▸ **Work instruction 1**
Revise the article on self-improvement for business owners from "How to Grow" up to and including "work more effectively.", swapping "Self-Improvement Month" for "Personal Growth Month" wherever it appears.
▸ **Work instruction 2**
Please pick up the article on self-improvement for business owners where it stops, writing on from its last sentence.

▸ **Text**
══════════════════════════════

How to Grow as a Business Owner During Self-Improvement Month
Being a better, more productive chief can aid you in solving problems, staying creative and ultimately helping your business grow. If you have been neglecting yourself, Self-Improvement Month may be a chance to turn the lens inward and see how you can invest in yourself—and by extension, your business.
For Self-Improvement Month this September, try the following tips for business owners to manage stress, feel better and work more effectively.
Focus Less So You Can Do More
While staying on task may help small business owners get through towering lists of responsibilities, recent research compiled by Harvard Business Review found that excessive focus may short-circuit your brain, costing you in creative thinking, self-awareness and sound decision-making. The best advice for entrepreneurs hitting a mental wall may be to give their brain a rest. Try taking a nap, or switching temporarily to a less taxing activity.
Find Work-Life Balance
Most business owners deserve a vacation, but are hesitant to take one! According to a survey by Sam’s club, almost 50 percent of business owners either take days off during major holidays, or don’t take any vacation time off at all. Stepping away from your business may feel like neglect, but trying to juggle work and private life can add more stress to your plate – and is often a fool’s errand.

══════════════════════════════

▸ **Records provided**
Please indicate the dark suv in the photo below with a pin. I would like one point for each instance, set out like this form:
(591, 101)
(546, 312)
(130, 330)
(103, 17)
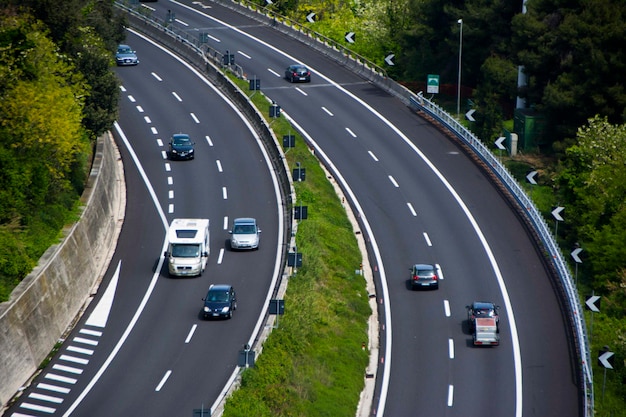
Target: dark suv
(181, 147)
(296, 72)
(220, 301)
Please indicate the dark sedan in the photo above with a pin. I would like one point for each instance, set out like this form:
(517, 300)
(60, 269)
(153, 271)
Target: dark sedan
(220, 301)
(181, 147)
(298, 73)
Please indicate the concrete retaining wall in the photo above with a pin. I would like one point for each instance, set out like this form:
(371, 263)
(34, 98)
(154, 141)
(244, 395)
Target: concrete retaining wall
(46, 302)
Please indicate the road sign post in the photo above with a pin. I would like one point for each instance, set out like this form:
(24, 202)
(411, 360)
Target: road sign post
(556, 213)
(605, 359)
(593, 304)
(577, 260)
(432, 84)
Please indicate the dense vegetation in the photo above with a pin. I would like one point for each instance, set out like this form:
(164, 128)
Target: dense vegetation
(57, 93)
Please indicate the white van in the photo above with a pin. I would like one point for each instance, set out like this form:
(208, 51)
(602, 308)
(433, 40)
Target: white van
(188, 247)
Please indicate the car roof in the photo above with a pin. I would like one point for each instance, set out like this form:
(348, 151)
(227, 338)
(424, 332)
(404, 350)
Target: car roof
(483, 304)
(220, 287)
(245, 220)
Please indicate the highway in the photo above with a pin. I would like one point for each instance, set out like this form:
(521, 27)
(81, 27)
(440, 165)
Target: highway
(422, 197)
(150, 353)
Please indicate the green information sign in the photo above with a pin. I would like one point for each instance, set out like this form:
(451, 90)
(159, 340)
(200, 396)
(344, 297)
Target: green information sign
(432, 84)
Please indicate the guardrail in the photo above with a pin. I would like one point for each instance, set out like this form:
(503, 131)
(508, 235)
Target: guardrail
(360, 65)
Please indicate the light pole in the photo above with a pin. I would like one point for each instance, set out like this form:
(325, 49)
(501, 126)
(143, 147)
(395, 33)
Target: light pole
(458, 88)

══════════════════════════════

▸ **Answer section 1**
How to Grow as a Business Owner During Personal Growth Month
Being a better, more productive chief can aid you in solving problems, staying creative and ultimately helping your business grow. If you have been neglecting yourself, Personal Growth Month may be a chance to turn the lens inward and see how you can invest in yourself—and by extension, your business.
For Personal Growth Month this September, try the following tips for business owners to manage stress, feel better and work more effectively.

▸ **Answer section 2**
Rather than trying to do everything, narrow your to-do list to the tasks that would be the most effective use of your time. And when you’re away, be away. Step away from checking email, and be present with the people you are spending leisure time with. You may be surprised by the perspective and renewed energy you’ll bring to your business when you return.
Mind Your Health
The first thing entrepreneurs often sacrifice is their own wellbeing. Yet burning the candle at both ends hurts more than just your body. The more you take care of yourself, the more you can give to your company. Eating healthier and staying physically fit can pay off in better memory and sharper focus, leading to more productivity.
Given the stress of owning a small business, paying attention to mental health is especially vital for leaders. Entrepreneurs are often painted as lone wolves, determined to muscle their way through any problem. Learn to ask for help when you need it, and never ignore feelings of depression or anxiety.
Set Workout Goals to Achieve Business Ones
Did you know that consistent physical exercise can help you become better at setting and achieving your goals? One explanation may be that discipline is a skill required to both run a business, and stick to a grueling workout routine. In addition to the physical and mental health benefits, incorporating exercise into your schedule can help you develop the mental muscle and endurance to stay on track with your objectives. Success also begets success. Create a positive feedback loop of setting and meeting your goals in both your work and personal life.
Change Your Body’s Response to Stress
Stress is inevitable for business owners, and advice for entrepreneurs often include tips for minimizing it. Yet what if you could use the body’s biological reactions to stress can help you manage, and even harness that pressure? In her 2013 TED talk, health psychologist Kelly McGonigal explains how changing how you view stress can actually help you lower anxiety, improve relationships and feel more confident.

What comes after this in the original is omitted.